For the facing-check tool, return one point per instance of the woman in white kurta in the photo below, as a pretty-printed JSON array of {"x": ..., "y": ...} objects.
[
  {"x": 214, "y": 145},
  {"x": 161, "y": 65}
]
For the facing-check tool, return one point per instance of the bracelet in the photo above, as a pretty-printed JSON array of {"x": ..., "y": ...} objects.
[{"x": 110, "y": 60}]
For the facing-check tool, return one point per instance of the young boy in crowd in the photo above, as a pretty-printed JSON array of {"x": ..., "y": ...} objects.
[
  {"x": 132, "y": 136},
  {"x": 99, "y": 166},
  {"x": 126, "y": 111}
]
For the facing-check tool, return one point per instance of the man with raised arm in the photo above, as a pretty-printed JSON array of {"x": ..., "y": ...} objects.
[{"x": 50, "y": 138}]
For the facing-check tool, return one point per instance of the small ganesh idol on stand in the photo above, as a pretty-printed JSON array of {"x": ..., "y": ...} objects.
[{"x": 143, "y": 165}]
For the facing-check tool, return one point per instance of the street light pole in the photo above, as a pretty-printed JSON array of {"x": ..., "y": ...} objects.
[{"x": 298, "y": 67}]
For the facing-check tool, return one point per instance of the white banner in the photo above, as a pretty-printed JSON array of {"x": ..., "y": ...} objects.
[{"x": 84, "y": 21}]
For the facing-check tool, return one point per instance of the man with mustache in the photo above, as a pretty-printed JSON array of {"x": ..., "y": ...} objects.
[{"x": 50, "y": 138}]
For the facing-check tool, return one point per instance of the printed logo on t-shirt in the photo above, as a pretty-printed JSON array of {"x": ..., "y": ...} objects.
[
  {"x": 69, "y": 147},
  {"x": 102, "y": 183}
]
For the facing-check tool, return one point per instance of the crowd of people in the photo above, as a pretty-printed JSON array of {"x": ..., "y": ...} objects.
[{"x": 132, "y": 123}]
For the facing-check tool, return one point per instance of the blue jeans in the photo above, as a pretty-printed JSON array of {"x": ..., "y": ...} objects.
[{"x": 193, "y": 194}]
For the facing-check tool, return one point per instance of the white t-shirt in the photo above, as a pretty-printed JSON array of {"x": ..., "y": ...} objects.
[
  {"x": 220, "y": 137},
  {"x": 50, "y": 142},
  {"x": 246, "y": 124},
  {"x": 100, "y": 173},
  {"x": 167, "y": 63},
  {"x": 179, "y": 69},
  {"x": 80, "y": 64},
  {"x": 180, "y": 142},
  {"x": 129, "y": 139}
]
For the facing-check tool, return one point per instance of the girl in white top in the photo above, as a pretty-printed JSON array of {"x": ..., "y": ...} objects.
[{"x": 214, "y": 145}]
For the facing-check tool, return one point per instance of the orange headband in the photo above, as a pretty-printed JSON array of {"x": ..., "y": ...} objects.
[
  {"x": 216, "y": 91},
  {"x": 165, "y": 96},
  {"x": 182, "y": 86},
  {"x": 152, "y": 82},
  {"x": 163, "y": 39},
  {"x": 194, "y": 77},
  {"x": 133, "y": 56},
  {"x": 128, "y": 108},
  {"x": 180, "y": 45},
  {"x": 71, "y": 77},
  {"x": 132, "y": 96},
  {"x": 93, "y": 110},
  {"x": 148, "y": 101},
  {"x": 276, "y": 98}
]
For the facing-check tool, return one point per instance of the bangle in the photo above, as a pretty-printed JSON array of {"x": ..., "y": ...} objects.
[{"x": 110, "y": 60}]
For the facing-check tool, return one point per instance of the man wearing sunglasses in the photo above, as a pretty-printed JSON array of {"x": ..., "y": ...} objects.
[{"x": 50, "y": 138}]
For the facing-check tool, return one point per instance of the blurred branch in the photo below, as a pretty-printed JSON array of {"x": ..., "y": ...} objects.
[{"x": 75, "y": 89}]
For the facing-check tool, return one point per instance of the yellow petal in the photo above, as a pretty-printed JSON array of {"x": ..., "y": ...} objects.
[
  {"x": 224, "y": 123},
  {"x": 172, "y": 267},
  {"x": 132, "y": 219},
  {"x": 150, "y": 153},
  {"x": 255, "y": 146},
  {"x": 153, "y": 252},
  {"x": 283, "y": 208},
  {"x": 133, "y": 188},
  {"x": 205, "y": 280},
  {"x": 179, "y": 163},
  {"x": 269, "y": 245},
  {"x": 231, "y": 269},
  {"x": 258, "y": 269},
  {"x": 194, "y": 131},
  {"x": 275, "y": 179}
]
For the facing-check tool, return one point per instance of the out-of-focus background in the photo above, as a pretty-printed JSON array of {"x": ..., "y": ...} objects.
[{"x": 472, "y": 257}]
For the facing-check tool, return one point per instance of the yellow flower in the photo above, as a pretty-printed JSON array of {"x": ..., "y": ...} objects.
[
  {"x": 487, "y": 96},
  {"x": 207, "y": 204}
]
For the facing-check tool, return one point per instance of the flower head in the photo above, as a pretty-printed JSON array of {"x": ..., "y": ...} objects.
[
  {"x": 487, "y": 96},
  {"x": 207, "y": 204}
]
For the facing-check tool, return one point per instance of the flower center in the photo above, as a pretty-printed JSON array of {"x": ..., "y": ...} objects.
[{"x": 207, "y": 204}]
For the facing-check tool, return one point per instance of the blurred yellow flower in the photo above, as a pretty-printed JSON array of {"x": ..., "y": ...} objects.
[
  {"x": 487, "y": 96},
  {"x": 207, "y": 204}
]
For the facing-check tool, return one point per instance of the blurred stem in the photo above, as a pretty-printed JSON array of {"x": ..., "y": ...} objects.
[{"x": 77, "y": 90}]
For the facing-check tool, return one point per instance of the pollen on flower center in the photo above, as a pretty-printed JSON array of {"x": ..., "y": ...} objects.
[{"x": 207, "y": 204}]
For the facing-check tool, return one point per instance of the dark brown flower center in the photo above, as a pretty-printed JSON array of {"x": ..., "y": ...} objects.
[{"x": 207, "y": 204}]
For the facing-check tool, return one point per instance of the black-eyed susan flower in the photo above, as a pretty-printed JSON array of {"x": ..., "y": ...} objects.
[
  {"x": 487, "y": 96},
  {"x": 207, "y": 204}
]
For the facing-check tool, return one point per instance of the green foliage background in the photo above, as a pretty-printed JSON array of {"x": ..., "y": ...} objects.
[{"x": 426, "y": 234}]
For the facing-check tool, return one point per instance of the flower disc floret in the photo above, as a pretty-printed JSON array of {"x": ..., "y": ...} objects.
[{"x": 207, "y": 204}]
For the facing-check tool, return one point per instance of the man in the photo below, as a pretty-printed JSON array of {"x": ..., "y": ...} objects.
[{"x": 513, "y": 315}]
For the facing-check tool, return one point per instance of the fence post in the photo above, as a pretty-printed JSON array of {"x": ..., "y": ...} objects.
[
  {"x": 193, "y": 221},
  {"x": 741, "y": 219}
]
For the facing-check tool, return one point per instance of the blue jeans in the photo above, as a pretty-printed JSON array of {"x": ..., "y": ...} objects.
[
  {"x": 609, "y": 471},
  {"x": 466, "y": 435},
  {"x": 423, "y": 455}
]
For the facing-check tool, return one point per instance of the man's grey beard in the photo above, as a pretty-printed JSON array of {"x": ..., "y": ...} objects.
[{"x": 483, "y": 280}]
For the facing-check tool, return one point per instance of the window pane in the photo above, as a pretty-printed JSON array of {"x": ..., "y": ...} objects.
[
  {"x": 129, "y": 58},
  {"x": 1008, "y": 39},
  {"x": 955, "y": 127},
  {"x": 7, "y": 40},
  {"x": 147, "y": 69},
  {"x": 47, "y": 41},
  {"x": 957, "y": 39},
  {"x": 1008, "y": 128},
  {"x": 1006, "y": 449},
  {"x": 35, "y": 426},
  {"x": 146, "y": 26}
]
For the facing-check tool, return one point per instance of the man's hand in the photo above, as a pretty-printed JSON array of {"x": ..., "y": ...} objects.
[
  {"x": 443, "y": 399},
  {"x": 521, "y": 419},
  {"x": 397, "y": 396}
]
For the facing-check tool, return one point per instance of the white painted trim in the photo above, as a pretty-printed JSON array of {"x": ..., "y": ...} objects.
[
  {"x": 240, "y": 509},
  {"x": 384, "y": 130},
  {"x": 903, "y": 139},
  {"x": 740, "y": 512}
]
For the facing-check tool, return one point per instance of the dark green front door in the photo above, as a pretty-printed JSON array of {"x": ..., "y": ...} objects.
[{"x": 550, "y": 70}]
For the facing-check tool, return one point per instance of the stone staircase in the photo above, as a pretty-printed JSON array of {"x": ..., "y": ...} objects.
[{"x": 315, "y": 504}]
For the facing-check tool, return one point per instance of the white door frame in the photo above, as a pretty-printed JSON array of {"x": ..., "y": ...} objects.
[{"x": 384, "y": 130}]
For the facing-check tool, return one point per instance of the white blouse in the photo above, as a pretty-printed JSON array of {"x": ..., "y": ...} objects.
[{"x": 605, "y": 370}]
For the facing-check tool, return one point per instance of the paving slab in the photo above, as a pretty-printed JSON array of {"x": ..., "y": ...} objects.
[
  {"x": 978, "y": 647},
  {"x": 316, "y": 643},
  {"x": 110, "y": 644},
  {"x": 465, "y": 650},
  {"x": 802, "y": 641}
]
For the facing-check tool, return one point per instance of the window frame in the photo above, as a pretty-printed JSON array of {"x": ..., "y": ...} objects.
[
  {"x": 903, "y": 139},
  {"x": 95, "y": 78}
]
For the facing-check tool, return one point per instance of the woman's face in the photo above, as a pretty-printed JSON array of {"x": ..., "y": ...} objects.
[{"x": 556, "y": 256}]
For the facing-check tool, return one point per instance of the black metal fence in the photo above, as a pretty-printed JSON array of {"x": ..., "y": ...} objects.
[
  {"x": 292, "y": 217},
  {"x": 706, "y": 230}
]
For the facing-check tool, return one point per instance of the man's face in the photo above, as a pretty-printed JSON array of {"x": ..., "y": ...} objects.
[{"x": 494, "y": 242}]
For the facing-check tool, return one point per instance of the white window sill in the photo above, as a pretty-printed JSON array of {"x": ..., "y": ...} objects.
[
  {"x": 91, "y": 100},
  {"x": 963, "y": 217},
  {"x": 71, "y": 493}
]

* [What the task requires]: Reproduce the listing above from the line containing "of the woman's" through the end of the listing, both included, requests and all, and scale every x and y point coordinate in the answers by 1.55, rounding to whole numbers with halves going up. Return only those lines.

* [Written solution]:
For the facing-check tool, return one point per instance of the woman's face in the photo above, as a pretty-printed JSON array of {"x": ..., "y": ...} objects.
[{"x": 862, "y": 397}]
For the facing-check tool, return one point per instance of the black metal fence in the photo above, as a pretty-printed JSON array of {"x": ..., "y": ...} objects.
[
  {"x": 453, "y": 336},
  {"x": 1094, "y": 357}
]
For the facing-check tool, return one point per instance of the man's face in the photo above, as a pretty-printed JSON array of {"x": ..., "y": ...} objects.
[{"x": 766, "y": 375}]
For the facing-check tool, return one point per instance of the white window sill in the photo above, as a pretty-printed JSON array of {"x": ..., "y": ...} objects.
[
  {"x": 141, "y": 155},
  {"x": 1493, "y": 336},
  {"x": 110, "y": 764}
]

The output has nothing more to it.